- PAGE
══════════

Année C- mardi de la 11e semaine ordinaire (litco11m.16)
Mt 5, 43-48 ; et si l'ennemi à abattre était notre ego facilement blessé ?

Je commence par cette prière-témoignage exprimée spontanément près de la tombe d'un leader paysan, Jesùs Chonta; il fut assassiné parce qu’il était une voix, pour les sans voix: Frère Jesùs, je vais prier le Notre Père dans la synthèse que tu en as toi-même donné. Que tes amis sachent que c'est ta volonté que nous ne tirions pas vengeance de ta mort ; que c'est ta volonté que nous ne méprisions pas tes ennemis, mais que nous les plaignons et que c'est ta volonté que seule leur propre conscience les torture (cité par Gui Lauraine, on n'enterre pas la lumière, Éd. Temps Présent, 2015, p. 79).

Cette prière reprend autrement cette demande de Jésus sur la montagne des béatitudes: moi je vous dis : aimez vos ennemis, priez pour ceux qui vous persécutent. Sur la Croix, Jésus s'appliquera à lui-même cette demande qu'il nous fait : Père, pardonne-leur, car ils ne savent ce qu'ils font (Lc 23, 34). Autant pour ce leader paysan que pour Jésus, cet appel invite à porter sur autrui un regard de bonté originel. Nous ne sommes pas fondamentalement mauvais. Ce n'est pas dans nos gènes. 

Par son appel, Jésus abolit toutes les raisons qui peuvent nous conduire à nous installer dans la haine. C'est un leurre de penser que l'on puisse changer le regard de notre ennemi sur nous. Jésus, et c'est paradoxal, nous propose de changer notre propre regard. Cela ne va pas dans le sens de nos représentations spontanées. C'est en enlevant la poutre de nos regards sur ceux qui nous méprisent, calomnient, haïssent plutôt qu'en intensifiant la paille qui nous hérisse (Cf. Mt 7, 3),  en ne gardant pas de rancune, en dominant notre colère, en pardonnant comme l'a fait ce leader paysan, qu'on en fait nos amis.

══════════

- DONNÉES EXTRAITES
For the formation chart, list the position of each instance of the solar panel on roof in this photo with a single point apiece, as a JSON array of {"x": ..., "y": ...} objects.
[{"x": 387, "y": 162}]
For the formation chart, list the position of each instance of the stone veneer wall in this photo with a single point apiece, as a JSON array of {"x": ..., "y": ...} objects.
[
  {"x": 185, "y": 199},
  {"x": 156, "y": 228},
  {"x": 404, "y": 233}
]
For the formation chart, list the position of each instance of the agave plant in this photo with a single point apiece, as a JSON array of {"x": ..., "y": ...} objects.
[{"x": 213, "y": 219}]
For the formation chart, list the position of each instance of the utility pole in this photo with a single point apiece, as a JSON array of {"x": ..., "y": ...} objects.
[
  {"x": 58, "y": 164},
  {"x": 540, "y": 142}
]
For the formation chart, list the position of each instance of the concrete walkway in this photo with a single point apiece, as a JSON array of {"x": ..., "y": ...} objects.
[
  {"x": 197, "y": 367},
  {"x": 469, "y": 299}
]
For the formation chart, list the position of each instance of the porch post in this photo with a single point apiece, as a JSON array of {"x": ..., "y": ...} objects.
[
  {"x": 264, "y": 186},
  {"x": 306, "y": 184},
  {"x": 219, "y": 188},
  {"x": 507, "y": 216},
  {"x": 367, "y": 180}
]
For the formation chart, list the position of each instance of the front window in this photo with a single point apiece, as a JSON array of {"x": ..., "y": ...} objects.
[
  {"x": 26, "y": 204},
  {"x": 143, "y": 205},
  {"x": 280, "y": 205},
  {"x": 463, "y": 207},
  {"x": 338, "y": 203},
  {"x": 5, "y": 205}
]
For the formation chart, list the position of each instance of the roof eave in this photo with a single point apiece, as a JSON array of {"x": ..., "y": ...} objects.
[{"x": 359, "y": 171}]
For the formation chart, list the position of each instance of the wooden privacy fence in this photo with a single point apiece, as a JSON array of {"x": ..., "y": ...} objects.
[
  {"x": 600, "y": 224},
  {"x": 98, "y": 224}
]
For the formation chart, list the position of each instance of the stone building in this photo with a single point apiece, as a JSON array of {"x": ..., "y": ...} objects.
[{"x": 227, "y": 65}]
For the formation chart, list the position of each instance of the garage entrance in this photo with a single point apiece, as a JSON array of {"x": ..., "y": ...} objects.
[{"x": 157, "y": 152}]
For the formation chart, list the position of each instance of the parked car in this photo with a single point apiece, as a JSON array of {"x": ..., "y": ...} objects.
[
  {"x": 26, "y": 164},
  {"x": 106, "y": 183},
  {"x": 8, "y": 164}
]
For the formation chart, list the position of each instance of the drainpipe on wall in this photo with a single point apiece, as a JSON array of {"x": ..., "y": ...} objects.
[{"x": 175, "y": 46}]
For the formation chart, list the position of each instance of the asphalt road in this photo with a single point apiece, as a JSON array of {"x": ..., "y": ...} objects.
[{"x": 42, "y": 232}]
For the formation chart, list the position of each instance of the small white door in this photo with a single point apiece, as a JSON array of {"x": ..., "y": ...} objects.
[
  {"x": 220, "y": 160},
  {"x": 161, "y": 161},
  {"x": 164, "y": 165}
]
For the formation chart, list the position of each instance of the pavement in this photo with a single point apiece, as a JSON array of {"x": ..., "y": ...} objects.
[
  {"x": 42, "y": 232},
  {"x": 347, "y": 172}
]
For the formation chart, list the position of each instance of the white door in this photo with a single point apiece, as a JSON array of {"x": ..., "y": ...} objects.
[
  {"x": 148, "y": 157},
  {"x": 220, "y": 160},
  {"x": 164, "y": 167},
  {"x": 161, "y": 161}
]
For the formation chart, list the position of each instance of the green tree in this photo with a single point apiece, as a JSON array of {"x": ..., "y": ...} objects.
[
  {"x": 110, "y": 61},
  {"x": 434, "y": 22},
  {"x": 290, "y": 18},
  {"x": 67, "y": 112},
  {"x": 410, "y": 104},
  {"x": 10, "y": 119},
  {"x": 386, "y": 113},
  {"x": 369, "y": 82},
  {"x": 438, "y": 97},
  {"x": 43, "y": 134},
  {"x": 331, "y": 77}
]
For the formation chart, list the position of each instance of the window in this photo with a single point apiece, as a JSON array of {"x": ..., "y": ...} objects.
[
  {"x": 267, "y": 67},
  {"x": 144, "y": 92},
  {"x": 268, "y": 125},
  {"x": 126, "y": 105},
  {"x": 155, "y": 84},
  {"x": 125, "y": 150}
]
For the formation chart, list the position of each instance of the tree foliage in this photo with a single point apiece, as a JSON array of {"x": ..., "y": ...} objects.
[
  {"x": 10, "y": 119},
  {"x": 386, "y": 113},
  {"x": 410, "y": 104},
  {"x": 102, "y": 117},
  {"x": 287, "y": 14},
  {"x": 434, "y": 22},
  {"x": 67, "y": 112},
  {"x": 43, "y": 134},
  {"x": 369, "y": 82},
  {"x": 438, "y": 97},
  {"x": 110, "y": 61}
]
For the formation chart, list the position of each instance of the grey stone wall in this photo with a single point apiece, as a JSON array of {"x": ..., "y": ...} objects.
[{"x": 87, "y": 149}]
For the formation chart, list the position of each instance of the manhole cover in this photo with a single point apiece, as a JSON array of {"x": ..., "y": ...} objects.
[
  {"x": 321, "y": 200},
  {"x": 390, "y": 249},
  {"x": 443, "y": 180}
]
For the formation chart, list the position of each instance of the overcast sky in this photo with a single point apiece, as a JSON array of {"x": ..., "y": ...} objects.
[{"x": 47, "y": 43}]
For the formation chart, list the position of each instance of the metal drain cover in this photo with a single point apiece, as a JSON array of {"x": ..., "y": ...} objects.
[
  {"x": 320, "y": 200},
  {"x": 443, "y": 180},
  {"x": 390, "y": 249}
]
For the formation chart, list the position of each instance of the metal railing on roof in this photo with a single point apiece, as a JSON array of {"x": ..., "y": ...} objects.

══════════

- CONSIGNE
Poursuivez l'homélie sur l'amour des ennemis en reprenant juste après sa dernière phrase.

- RÉPONSE
L'évangile fait retentir en nous cette vérité de La Palice : le premier ennemi n'est pas celui que l'on pense. À une autre époque, le code de la chevalerie précisait : tu ne reculeras pas devant l'ennemi, mais qui donc est mon ennemi ?  Et le code précisait: c'est toi-même. Notre force n'est pas dans nos mains. Un psaume nous dit que le  salut d’un roi n’est pas dans son armée, ni la victoire d’un guerrier dans sa force [...]; une armée ne donne pas le salut (Ps 32, 16-17).

Notre force repose dans notre mental. Avoir un mental capable de vaincre les pulsions de vengeance qui som-nolent et risquent de s'éveiller à tout moment. La tentation est grande de faire payer à l'autre ce qu'il nous a fait. C'est notre côté obscur. Pourtant nos gênes à l'image de Dieu ne nous poussent pas à agir ainsi. Se donner un mental fort capable d'oser voir le beau dans l'humain plutôt que son côté pervers dépasse la simple application qu'on peut se procurer sur notre cellulaire. Un mental fort nous responsabilise plutôt que de toujours nous percevoir comme victime.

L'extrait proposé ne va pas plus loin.